-------- Supplied data

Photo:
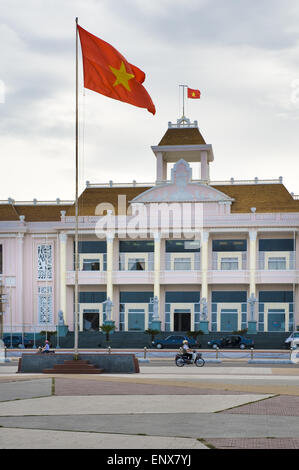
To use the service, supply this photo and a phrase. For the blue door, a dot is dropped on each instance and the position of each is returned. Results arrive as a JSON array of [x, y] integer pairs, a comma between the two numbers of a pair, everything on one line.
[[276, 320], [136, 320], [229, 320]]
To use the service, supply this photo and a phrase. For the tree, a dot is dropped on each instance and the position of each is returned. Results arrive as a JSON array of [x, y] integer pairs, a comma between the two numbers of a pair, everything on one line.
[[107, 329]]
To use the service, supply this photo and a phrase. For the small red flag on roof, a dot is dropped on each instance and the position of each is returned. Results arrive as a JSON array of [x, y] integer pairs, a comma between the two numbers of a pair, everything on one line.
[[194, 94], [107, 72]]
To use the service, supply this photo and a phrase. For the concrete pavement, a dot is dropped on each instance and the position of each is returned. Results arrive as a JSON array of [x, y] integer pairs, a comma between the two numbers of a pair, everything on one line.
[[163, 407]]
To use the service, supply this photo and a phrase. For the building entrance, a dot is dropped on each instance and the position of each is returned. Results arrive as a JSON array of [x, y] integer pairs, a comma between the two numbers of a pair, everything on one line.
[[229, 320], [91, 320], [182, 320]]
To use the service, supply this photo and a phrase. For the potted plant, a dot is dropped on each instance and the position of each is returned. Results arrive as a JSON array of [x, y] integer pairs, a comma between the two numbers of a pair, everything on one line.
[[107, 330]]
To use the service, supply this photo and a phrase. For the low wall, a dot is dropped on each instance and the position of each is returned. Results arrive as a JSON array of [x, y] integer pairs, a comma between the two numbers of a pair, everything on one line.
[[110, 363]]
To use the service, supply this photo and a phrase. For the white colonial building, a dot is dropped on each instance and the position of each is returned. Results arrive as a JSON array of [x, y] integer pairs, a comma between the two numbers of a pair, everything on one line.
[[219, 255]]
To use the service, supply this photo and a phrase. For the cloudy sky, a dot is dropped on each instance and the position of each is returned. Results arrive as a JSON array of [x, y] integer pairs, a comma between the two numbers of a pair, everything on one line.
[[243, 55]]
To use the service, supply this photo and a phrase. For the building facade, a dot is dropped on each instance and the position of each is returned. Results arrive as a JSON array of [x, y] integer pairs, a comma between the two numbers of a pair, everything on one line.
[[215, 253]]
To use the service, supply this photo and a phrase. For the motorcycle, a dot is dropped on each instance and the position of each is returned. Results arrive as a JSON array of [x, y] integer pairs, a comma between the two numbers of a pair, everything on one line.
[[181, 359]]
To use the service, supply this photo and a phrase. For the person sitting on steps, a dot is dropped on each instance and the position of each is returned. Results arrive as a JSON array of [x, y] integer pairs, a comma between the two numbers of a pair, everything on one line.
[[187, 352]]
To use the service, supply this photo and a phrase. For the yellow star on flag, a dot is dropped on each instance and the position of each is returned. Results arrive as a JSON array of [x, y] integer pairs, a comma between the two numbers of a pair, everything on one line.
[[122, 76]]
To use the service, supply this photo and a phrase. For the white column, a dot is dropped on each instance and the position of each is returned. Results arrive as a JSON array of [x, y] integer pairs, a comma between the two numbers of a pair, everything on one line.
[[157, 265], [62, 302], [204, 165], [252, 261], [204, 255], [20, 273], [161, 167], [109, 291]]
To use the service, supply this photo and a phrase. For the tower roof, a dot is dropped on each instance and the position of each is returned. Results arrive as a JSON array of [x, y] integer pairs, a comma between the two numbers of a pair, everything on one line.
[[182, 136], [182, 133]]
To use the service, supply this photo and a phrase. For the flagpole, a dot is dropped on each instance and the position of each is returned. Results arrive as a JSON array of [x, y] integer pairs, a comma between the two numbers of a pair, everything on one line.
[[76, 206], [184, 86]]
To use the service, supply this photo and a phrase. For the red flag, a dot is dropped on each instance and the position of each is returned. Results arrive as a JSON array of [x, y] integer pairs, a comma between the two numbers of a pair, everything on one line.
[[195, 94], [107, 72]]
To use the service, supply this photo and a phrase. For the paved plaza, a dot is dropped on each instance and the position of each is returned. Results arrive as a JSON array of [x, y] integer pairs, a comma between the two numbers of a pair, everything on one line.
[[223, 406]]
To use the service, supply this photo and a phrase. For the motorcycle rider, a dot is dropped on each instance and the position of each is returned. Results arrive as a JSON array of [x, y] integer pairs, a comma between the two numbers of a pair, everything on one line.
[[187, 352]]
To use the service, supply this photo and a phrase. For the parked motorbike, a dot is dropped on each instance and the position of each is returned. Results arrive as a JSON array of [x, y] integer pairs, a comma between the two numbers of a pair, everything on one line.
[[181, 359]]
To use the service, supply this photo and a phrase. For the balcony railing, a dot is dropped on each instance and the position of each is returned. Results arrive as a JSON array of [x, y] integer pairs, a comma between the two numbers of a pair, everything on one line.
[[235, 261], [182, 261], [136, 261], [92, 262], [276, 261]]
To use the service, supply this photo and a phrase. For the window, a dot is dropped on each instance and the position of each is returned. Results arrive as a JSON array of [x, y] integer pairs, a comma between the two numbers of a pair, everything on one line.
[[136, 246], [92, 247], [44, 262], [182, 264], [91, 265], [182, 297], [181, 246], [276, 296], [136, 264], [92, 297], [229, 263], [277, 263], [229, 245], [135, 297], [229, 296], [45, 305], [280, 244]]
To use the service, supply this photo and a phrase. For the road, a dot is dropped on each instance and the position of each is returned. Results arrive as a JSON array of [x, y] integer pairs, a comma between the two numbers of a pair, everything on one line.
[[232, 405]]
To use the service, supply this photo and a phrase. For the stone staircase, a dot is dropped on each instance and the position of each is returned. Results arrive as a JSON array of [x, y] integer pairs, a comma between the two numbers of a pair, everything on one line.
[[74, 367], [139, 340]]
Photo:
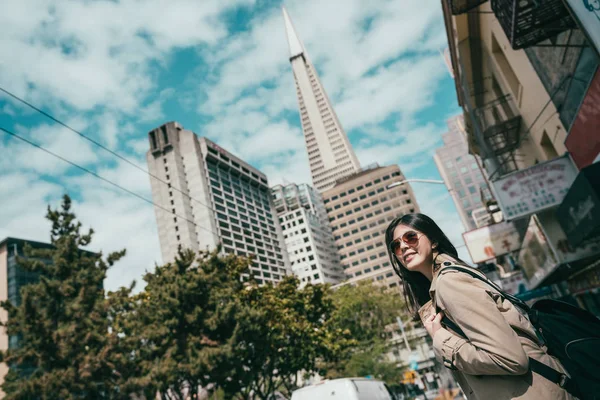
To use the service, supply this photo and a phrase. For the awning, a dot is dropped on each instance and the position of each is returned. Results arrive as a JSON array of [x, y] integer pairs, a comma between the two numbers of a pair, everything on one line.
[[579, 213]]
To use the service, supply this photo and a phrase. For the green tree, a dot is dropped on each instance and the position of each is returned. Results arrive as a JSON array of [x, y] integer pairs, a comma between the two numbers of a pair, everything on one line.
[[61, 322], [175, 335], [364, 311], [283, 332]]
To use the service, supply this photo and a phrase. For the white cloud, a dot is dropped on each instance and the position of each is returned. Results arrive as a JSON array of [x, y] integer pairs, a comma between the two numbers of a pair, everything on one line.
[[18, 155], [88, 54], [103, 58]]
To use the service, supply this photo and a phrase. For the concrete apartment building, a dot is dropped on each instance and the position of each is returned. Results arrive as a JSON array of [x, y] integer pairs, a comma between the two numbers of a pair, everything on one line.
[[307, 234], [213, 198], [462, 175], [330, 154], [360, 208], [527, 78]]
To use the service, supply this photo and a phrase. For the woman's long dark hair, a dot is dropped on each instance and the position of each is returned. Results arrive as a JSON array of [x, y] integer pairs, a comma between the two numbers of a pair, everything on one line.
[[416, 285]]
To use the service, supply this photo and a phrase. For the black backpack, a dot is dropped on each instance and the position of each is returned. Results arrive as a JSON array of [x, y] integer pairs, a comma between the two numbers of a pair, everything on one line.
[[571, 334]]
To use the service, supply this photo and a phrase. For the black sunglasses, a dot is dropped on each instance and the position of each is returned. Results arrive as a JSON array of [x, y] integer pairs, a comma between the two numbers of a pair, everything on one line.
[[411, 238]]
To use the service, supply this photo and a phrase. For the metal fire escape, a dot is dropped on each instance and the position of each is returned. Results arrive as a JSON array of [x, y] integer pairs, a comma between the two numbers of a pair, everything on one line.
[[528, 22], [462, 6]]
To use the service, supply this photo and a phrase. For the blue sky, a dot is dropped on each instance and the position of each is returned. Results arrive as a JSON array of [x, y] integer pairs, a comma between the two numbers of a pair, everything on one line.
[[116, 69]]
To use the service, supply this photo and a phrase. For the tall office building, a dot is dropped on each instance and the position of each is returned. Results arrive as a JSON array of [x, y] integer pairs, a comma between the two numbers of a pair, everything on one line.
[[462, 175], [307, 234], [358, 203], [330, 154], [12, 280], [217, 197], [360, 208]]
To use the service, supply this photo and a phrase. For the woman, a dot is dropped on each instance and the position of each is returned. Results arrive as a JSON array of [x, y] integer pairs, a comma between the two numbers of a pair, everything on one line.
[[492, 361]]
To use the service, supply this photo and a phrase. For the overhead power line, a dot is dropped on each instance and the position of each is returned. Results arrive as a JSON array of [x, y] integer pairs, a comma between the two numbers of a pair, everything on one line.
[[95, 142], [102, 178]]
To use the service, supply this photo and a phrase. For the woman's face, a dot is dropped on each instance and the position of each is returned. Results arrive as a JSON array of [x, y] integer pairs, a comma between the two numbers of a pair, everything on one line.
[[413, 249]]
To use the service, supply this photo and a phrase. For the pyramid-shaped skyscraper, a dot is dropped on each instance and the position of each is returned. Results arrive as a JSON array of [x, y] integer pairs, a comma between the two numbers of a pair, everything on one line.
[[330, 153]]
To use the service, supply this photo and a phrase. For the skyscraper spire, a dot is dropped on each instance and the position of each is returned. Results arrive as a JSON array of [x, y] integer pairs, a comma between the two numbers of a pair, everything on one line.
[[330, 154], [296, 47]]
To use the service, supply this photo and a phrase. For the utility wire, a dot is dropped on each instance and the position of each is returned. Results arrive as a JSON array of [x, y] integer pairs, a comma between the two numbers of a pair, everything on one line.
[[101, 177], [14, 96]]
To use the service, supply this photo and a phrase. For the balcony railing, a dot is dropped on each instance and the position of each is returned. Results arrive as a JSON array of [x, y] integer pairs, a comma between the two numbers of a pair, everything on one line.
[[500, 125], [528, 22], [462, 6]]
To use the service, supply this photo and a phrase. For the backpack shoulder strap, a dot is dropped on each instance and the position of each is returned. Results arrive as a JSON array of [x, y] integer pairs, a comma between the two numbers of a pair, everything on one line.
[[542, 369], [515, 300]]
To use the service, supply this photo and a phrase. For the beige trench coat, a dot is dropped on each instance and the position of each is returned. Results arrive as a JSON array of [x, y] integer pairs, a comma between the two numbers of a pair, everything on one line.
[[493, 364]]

----------------
-------- Supplied data

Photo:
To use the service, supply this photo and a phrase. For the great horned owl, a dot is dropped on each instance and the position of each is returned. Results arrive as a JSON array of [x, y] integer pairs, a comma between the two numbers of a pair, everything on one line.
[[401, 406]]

----------------
-------- Supplied data

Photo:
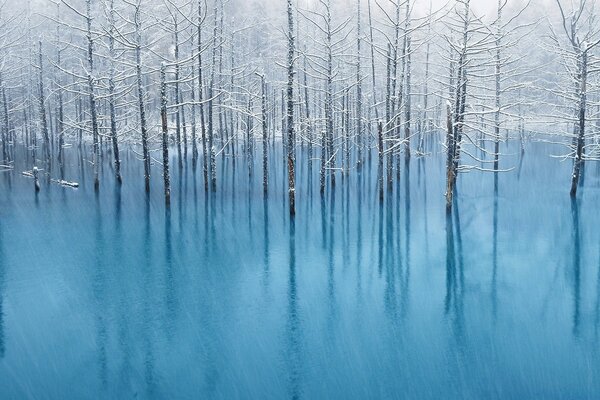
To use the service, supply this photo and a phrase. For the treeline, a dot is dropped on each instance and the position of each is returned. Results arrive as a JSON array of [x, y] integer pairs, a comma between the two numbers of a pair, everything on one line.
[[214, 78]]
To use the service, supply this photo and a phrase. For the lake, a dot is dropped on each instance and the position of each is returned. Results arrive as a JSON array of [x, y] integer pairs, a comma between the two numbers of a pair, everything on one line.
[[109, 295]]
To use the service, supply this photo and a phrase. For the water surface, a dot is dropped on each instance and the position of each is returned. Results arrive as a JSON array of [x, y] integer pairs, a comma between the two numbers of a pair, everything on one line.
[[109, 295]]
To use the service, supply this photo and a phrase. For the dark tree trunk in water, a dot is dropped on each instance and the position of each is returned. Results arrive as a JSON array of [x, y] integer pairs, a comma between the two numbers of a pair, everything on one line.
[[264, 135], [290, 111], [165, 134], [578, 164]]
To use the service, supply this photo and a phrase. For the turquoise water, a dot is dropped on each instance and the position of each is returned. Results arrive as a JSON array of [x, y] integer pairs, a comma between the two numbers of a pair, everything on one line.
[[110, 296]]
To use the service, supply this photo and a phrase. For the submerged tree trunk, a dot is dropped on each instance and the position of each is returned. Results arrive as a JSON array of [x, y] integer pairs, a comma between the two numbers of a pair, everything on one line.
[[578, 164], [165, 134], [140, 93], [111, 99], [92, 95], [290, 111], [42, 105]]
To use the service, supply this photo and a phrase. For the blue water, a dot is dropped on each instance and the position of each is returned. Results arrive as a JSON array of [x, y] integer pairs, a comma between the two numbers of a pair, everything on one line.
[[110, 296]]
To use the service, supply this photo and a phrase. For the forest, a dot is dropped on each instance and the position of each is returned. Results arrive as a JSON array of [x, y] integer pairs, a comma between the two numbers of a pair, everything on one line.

----------------

Swap "instance" for "occurrence" in the rows between the lines holding "For the cloudy" and "[[215, 253]]", inclusive, and give those lines back with nothing else changed.

* Answer to the problem:
To use the service, supply this photo and a phrase. For the cloudy sky, a dot is dropped on each occurrence and the position of each is returned. Results arrive as a JSON array of [x, y] integer pairs, a comma between the two numbers of a pair, everything on one line.
[[243, 55]]
To use the service, supply this photo and a phrase. For the building facade, a dot is dropped on each occurrence and the position of each is returned. Results arrive as a JSON array of [x, y] integer pairs, a comma between the two numbers of a pair, everything on one line.
[[215, 253]]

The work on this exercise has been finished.